GIVEN TEXT:
On Thu, Sep 24, 2020 at 02:41:36AM +0200, Jann Horn wrote:
> On Thu, Sep 24, 2020 at 1:29 AM Kees Cook <keescook@...omium.org> wrote:
> > For systems that provide multiple syscall maps based on audit
> > architectures (e.g. AUDIT_ARCH_X86_64 and AUDIT_ARCH_I386 via
> > CONFIG_COMPAT) or via syscall masks (e.g. x86_x32), allow a fast way
> > to pin the process to a specific syscall table, instead of needing
> > to generate all filters with an architecture check as the first filter
> > action.
> >
> > This creates the internal representation that seccomp itself can use
> > (which is separate from the filters, which need to stay runtime
> > agnostic). Additionally paves the way for constant-action bitmaps.
> 
> I don't really see the point in providing this UAPI - the syscall
> number checking will probably have much more performance cost than the
> architecture number check, and it's not like this lets us avoid the
> check, we're just moving it over into C code.

(Entries excerpted from a collection)

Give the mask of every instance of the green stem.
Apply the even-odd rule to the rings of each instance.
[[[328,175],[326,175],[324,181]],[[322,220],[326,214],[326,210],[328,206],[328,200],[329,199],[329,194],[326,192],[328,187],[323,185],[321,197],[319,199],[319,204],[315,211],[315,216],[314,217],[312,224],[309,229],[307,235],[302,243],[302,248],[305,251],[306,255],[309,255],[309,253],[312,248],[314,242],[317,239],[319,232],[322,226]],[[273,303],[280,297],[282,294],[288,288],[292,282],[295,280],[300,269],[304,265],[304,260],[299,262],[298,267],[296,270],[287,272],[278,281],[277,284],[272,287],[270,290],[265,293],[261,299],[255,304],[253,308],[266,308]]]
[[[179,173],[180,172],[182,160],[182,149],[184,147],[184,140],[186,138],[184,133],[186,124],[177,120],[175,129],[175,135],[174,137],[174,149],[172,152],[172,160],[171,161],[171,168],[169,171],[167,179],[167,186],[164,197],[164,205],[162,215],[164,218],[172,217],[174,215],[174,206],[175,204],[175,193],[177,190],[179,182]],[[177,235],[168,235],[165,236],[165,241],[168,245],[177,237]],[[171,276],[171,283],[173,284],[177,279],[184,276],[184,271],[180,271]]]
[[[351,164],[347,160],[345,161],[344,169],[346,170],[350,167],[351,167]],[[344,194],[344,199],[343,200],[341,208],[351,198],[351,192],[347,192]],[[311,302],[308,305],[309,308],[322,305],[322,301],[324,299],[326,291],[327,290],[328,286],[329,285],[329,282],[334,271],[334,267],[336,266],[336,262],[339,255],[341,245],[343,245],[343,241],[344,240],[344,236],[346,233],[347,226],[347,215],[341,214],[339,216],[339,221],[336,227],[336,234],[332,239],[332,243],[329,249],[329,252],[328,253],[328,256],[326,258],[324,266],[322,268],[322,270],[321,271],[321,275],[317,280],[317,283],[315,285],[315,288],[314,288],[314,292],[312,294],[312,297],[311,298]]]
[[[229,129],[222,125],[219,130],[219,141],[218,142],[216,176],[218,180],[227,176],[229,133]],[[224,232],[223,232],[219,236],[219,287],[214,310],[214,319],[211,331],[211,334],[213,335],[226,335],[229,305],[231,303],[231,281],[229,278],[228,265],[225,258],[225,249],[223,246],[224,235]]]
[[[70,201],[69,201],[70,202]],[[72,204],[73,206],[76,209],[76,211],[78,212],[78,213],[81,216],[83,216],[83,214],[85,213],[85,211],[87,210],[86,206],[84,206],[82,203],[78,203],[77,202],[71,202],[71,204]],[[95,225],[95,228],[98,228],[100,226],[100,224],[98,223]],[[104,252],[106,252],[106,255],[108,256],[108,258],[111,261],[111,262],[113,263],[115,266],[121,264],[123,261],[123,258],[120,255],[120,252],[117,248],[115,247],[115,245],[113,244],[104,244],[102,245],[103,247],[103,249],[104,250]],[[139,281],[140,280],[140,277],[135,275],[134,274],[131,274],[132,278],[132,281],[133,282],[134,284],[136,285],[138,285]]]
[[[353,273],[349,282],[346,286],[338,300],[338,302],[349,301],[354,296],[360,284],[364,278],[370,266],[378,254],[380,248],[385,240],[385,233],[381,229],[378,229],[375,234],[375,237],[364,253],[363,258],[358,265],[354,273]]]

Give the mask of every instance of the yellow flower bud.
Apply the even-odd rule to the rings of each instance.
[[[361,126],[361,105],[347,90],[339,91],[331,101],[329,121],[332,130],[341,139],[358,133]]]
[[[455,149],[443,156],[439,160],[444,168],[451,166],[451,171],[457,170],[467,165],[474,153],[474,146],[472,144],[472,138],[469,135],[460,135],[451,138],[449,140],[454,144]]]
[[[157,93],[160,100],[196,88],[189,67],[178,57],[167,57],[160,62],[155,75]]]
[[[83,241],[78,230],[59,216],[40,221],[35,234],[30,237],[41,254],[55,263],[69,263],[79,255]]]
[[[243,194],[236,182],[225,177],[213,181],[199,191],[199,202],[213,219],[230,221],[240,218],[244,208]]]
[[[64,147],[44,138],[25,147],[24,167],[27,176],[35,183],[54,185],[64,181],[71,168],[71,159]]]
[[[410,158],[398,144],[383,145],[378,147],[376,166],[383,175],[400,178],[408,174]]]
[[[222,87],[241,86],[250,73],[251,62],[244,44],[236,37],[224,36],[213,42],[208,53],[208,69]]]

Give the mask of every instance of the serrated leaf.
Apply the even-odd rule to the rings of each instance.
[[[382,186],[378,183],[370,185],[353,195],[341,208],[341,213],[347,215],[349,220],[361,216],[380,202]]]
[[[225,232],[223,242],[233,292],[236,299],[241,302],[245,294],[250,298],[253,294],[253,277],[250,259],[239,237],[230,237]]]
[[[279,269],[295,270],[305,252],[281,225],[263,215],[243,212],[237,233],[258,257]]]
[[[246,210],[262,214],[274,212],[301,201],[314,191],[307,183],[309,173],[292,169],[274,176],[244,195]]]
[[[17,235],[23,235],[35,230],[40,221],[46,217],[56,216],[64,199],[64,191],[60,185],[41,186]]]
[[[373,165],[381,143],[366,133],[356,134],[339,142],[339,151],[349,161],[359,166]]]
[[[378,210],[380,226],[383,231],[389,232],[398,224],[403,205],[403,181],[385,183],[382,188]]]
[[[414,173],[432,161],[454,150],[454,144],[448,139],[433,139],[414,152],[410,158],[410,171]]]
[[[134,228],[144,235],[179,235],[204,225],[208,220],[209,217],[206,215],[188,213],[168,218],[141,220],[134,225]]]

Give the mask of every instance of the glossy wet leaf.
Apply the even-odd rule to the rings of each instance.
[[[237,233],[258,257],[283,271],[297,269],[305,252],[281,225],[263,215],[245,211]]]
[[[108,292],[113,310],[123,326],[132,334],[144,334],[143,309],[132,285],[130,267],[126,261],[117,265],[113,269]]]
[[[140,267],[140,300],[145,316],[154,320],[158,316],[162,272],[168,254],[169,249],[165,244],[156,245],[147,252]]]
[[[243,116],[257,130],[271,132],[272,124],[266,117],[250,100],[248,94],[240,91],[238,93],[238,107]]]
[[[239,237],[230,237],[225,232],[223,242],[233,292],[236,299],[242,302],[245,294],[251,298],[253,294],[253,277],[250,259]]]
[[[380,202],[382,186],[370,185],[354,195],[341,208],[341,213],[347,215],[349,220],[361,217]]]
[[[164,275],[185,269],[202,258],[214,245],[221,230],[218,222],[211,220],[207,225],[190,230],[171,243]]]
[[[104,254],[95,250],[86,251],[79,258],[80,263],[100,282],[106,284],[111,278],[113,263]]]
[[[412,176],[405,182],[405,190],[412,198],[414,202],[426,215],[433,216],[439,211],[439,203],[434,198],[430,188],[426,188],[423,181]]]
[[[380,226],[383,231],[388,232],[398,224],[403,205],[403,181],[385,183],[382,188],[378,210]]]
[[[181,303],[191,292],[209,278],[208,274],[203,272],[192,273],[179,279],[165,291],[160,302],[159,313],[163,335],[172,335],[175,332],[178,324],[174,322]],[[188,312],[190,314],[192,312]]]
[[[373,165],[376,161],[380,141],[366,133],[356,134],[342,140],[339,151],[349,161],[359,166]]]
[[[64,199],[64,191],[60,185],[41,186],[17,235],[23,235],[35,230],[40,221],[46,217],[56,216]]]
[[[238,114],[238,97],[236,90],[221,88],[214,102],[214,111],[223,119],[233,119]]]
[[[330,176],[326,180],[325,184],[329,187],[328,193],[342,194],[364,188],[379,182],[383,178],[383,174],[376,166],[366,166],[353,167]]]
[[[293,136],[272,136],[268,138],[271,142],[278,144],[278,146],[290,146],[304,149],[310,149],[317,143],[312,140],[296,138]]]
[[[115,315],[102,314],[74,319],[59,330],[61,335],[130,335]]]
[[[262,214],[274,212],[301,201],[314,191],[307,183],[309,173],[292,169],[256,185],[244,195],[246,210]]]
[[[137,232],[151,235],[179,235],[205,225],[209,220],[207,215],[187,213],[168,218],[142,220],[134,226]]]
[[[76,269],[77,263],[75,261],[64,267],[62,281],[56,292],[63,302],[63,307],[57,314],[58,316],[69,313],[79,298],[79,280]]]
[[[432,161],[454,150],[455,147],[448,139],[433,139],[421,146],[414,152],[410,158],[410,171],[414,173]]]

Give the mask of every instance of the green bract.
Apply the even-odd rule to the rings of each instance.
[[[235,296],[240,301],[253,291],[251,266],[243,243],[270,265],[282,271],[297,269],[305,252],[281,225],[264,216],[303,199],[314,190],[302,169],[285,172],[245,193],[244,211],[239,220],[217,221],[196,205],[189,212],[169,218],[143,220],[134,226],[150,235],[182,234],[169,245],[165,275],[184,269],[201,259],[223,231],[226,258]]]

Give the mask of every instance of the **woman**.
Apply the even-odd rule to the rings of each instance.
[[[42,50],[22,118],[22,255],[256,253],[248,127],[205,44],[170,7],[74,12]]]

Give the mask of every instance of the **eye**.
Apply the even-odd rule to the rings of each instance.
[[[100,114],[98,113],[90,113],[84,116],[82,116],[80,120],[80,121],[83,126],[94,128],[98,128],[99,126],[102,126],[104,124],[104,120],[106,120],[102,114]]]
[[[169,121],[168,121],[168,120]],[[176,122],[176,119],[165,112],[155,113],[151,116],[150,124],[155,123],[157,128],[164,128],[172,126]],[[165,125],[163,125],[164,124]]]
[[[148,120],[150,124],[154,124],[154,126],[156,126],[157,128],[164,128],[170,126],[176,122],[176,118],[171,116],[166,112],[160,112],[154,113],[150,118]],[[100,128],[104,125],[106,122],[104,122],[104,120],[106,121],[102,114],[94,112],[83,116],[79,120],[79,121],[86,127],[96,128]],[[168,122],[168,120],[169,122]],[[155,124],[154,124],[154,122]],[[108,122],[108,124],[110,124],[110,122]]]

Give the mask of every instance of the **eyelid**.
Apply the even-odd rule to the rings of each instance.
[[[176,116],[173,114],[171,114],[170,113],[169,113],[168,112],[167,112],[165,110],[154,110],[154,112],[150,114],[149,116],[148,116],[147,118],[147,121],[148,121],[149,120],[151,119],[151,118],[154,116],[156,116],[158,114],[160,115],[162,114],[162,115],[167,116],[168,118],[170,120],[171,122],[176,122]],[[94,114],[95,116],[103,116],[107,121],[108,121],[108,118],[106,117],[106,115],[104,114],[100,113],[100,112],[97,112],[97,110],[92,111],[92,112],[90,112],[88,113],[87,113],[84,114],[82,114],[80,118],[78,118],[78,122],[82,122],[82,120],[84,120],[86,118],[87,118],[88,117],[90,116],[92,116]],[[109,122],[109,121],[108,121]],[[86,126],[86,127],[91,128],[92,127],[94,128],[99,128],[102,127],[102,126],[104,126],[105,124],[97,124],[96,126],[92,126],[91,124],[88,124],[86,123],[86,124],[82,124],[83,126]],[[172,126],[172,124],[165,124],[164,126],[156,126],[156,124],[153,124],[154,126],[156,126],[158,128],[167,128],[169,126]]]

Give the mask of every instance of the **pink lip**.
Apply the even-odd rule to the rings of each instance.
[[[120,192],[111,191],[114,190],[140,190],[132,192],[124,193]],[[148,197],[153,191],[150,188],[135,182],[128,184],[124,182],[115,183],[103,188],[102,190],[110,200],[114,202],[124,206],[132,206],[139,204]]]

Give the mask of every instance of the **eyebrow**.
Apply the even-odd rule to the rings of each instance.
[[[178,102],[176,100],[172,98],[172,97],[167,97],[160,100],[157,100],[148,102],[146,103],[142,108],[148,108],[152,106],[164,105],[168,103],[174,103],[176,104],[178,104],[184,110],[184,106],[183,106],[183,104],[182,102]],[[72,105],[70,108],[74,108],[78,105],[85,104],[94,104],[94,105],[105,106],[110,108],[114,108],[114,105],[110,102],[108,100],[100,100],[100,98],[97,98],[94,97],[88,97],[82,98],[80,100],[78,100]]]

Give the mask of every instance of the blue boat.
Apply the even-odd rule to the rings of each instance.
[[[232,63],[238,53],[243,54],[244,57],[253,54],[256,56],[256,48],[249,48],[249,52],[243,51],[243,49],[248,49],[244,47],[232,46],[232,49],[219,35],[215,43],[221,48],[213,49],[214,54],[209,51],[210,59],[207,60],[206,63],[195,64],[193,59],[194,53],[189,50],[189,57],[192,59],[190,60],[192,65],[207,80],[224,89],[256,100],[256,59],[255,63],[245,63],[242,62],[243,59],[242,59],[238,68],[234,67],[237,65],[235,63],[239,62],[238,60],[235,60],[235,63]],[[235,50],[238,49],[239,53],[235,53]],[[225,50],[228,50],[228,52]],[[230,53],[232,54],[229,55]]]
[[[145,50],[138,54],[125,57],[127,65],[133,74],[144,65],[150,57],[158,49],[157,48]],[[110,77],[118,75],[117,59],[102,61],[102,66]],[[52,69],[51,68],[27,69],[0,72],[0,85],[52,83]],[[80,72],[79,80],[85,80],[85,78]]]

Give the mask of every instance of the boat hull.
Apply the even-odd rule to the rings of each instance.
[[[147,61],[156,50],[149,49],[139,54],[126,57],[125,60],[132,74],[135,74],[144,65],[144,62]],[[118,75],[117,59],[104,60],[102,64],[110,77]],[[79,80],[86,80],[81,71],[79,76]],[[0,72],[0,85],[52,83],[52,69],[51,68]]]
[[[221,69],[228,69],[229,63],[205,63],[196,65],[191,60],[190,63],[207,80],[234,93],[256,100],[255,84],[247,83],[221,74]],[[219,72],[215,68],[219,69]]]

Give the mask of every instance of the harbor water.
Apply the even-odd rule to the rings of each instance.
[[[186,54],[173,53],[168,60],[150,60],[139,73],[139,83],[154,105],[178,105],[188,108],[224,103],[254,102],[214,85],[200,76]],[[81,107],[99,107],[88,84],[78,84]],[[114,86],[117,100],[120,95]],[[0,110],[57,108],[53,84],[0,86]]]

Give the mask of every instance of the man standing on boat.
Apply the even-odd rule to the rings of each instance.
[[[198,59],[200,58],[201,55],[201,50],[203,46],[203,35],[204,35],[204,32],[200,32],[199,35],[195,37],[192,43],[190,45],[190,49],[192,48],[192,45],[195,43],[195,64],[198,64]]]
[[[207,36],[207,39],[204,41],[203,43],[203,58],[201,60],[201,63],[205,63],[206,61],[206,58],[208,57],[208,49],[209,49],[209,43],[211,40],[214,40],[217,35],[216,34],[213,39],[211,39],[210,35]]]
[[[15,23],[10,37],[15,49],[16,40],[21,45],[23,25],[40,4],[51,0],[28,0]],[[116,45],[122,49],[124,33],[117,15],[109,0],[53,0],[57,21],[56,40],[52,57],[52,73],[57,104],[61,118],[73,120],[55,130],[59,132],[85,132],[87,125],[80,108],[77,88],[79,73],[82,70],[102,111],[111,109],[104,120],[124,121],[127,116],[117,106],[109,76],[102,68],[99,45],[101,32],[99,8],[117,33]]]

PROBLEMS AND TASKS:
(1) Print the seccomp email starting with "On Thu, Sep 24, 2020 at 02:41:36AM" and going on through "for constant-action bitmaps.".
(2) Write what comes next in the seccomp email, picking up after its last sentence.
The entries play no part in this work.

RESPONSES PER TASK:
(1)
On Thu, Sep 24, 2020 at 02:41:36AM +0200, Jann Horn wrote:
> On Thu, Sep 24, 2020 at 1:29 AM Kees Cook <keescook@...omium.org> wrote:
> > For systems that provide multiple syscall maps based on audit
> > architectures (e.g. AUDIT_ARCH_X86_64 and AUDIT_ARCH_I386 via
> > CONFIG_COMPAT) or via syscall masks (e.g. x86_x32), allow a fast way
> > to pin the process to a specific syscall table, instead of needing
> > to generate all filters with an architecture check as the first filter
> > action.
> >
> > This creates the internal representation that seccomp itself can use
> > (which is separate from the filters, which need to stay runtime
> > agnostic). Additionally paves the way for constant-action bitmaps.

(2)
It's desirable for libseccomp and is a request from systemd (which is,
at this point, the largest seccomp user I know of), as they have no way
to force an arch without doing it in filters, which doesn't help much
with reducing filter runtime.

> 
> > Signed-off-by: Kees Cook <keescook@...omium.org>
> > ---
> >  include/linux/seccomp.h                       |  9 +++
> >  include/uapi/linux/seccomp.h                  |  1 +
> >  kernel/seccomp.c                              | 79 ++++++++++++++++++-
> >  tools/testing/selftests/seccomp/seccomp_bpf.c | 33 ++++++++
> >  4 files changed, 120 insertions(+), 2 deletions(-)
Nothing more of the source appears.